- [What this task involves]:
Can you swap each "place one point" in the records below for "mark one spot" and keep everything else unchanged?

* * * * * * *

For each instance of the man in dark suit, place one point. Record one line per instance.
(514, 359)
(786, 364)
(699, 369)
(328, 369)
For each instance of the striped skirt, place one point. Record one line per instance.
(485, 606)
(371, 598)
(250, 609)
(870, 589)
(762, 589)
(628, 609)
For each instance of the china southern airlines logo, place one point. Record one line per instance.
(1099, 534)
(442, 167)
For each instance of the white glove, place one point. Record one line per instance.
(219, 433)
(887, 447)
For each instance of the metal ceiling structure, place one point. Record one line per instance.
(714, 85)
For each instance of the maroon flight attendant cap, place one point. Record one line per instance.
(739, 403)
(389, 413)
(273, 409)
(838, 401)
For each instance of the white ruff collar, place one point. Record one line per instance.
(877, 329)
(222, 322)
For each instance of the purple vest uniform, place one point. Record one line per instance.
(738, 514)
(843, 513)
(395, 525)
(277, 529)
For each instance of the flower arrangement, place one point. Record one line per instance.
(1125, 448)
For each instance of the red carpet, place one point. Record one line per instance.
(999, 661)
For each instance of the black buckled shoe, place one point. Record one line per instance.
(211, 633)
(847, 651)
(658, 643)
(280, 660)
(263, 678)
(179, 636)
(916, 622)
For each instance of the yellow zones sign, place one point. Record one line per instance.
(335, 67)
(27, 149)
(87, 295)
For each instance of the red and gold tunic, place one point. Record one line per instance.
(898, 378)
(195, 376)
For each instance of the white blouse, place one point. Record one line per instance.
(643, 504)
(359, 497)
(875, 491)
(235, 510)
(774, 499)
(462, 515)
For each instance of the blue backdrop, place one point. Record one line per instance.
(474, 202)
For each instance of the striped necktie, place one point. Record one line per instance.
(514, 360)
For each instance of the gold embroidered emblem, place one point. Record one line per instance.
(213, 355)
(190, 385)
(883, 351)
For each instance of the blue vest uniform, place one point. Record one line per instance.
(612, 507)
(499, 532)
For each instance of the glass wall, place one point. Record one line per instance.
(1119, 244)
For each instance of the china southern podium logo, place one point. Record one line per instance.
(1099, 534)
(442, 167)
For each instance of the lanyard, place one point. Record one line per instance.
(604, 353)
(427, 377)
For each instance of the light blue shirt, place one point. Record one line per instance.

* * * * * * *

- [Expected output]:
For each instance of the man in dark suit, mark one spot. Record one line per instance.
(514, 359)
(786, 364)
(699, 369)
(328, 369)
For each instance of the striped skirt, mark one spot. Record one line per instance.
(485, 606)
(371, 598)
(250, 609)
(870, 589)
(762, 589)
(628, 609)
For each instance of the china southern airlines logo, mark one spot. Record one line per instance.
(1099, 534)
(442, 167)
For each instance of the white glove, mark one spot. Record one line per instance.
(219, 433)
(887, 447)
For each instance of the metal ceiling structure, mark one spot. Record one line per instance.
(714, 85)
For each instance of the maroon flight attendant cap, mark one spot. Record one line per instance.
(739, 403)
(389, 413)
(273, 409)
(838, 401)
For each instance of the white ruff collar, mark one spot. Record one line per instance.
(877, 329)
(222, 322)
For each instance of the purple vest uniform, mark one spot. Record one line per instance.
(738, 514)
(843, 513)
(395, 525)
(277, 529)
For each instance of the flower arrangement, mark one spot. Record one line per instance.
(1125, 448)
For each instance of the red carpet, mark one spot. Record one line per instance.
(999, 661)
For each instance of the black buckled shoe, mark one spot. Record one line per instance.
(211, 633)
(847, 651)
(658, 643)
(280, 660)
(263, 678)
(179, 636)
(916, 622)
For each instance of the yellow zones sign, mark one spot. Record one line per instance.
(335, 67)
(27, 149)
(87, 295)
For each instance of the red and gold tunic, mark one spot. Record one line per instance.
(898, 378)
(195, 376)
For each instance of the white blouse, mark one spot. Record one line per instance.
(643, 504)
(359, 497)
(875, 491)
(235, 510)
(774, 499)
(462, 515)
For each instance of the blue backdrop, mark one spot. Record one line per instance.
(474, 202)
For each instance of the striped necktie, mark one spot. Record one line per instance.
(514, 360)
For each instance of the gold embroidered emblem, mark one spot. Record one line per instance.
(213, 355)
(190, 385)
(883, 351)
For each instance of the blue vest uniform, mark one spot. Record one line per instance.
(612, 507)
(499, 532)
For each instance of the glass wall, mark one spot. Record one line per instance.
(1119, 244)
For each instance of the china southern podium logo, mark one spot. Record one line per instance.
(1099, 534)
(442, 167)
For each instance of the lanyard, mark one spot. Record one line per instance.
(604, 353)
(427, 377)
For each instance of the light blue shirt, mark one spot. Record one line per instance.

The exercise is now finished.